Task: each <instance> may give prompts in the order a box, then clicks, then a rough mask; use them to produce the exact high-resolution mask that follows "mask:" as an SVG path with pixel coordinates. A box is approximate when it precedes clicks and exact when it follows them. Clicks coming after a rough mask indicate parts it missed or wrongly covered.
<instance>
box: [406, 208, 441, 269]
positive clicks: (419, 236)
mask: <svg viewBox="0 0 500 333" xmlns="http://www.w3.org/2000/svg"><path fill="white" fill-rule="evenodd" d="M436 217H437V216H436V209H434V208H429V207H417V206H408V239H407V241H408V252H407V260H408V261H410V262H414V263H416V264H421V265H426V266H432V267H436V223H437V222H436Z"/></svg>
● ● ● ● ● ● ●
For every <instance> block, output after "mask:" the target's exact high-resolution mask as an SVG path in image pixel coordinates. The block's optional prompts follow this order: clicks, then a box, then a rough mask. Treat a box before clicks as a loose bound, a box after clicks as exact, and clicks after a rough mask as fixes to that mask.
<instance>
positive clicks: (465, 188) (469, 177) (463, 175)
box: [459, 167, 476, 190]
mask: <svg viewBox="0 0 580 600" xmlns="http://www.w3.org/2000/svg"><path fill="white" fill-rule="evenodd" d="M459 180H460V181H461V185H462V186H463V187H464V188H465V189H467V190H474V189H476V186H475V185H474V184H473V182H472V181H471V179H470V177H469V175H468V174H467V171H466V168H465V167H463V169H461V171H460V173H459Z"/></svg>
● ● ● ● ● ● ●
## Requirement
Please copy each line of the material that contains the word "order".

## Response to the task
Task: each <instance> may give prompts in the order a box, then clicks, then a rough mask; use them to produce the exact high-resolution mask that follows "mask:" as an SVG path with pixel coordinates. A box is approximate when it precedes clicks and exact when it follows them. Clicks coming after a rough mask indicate parts it missed or wrongly covered.
For every <instance> block, output after "mask:" the target's exact high-resolution mask as an SVG path in image pixel coordinates. The block's optional prompts follow this order: clicks, then a box, then a rough mask. Treat a box before clicks as a loose bound, a box after clicks as exact, and clicks after a rough mask as fixes to that mask.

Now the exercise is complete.